▶ **Goal 1**: Translate this sentence from the passage about Chelsea into Spanish: "Chelsea declined significantly under Scolari and he was sacked in February."
▶ **Goal 2**: From the passage about Chelsea, output the text starting with "Ronaldo left United" and going on through "as a result.", without any changes.
====== Passage ======
Unfortunately, the season was to come to a bitter end. First, on the final day of the Premier League season, we lost our title to United. Then, the same bitter enemies beat us in our first ever Champions League final after John Terry missed what would have been the winning penalty.
Grant payed for our loss to United with his job and was replaced by World Cup-winning Brazilian manager Luiz Felipe Scolari ahead of the 2008/09 season.
Chelsea declined significantly under Scolari and he was sacked in February.
Guus Hiddink temporarily replaced Scolari and instantly restored our form. We finished a respectable 3rd in the league and won the FA Cup. However, the Champions League once again proved elusive, as we lost our semi-final against Barcelona on away goals after some abysmal refereeing from Tom Henning Øvrebø.
Ronaldo left United after that season, which paving the way for us to regain our Premier League title under Carlo Ancelotti. However, Mourinho came back to bite us in the Champions League and we were knocked out by his treble-winning Inter Milan side in the Last 16.
2010/11 saw another double heartbreak at the hands of United – as they regained their league title and knocked us out of the Champions League in the quarter-finals. Ancelotti was sacked as a result.
At least I got to visit Stamford Bridge again – this time with my entire family – for the 2-0 win over Manchester City on 20 March, 2011.
Ramires scored an absolute worldie, but let’s just say my mother and sister didn’t exactly fall in love with football the same way my dad had at the Arsenal game. In fact, the former was quite taken aback at some of the language I used. In my defence, I did warn her before the game.
====== Data excerpts ======
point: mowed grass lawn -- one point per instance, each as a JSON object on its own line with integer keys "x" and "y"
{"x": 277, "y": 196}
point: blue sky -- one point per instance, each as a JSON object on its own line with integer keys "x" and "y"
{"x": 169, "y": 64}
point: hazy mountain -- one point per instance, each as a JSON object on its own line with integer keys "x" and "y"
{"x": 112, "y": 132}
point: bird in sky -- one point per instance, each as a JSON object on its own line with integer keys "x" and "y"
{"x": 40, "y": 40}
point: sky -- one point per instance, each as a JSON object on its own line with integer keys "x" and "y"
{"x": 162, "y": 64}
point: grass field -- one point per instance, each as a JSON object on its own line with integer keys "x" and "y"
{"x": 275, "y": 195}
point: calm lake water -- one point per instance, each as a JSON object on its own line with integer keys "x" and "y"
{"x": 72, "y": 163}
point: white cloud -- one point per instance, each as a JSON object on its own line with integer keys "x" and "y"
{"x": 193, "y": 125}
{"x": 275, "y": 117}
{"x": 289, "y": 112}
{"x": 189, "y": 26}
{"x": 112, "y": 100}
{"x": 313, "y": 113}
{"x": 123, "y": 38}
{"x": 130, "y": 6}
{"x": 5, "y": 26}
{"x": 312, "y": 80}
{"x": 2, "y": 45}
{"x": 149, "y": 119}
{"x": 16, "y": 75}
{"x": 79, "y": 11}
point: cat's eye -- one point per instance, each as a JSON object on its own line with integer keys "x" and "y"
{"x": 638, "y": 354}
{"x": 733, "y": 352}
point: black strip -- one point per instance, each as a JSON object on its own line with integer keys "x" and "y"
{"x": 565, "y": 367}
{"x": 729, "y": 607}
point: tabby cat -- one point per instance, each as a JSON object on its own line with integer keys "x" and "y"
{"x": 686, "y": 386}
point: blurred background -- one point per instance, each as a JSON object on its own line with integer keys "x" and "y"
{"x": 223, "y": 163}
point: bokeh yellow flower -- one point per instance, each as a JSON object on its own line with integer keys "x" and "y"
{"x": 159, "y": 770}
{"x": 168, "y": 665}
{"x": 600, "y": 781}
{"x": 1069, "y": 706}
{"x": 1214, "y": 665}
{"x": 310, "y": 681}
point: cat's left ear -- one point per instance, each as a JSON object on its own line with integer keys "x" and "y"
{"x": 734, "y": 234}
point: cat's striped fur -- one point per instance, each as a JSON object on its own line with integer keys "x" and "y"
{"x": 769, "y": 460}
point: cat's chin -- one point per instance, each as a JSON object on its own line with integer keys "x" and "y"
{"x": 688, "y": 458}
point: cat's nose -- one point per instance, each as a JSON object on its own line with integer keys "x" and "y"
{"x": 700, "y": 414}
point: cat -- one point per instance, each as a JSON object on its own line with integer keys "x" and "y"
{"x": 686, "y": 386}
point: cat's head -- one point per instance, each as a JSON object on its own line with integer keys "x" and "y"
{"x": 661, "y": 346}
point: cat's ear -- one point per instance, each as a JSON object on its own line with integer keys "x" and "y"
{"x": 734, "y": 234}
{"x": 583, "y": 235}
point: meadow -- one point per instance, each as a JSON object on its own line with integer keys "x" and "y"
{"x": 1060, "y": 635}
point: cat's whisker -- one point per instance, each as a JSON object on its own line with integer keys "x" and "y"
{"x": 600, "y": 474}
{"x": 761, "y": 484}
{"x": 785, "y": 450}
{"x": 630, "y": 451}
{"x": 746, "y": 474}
======
▶ **Result 1**: El Chelsea decayó considerablemente con Scolari, y a este lo despidieron en febrero.

▶ **Result 2**:
Ronaldo left United after that season, which paving the way for us to regain our Premier League title under Carlo Ancelotti. However, Mourinho came back to bite us in the Champions League and we were knocked out by his treble-winning Inter Milan side in the Last 16.
2010/11 saw another double heartbreak at the hands of United – as they regained their league title and knocked us out of the Champions League in the quarter-finals. Ancelotti was sacked as a result.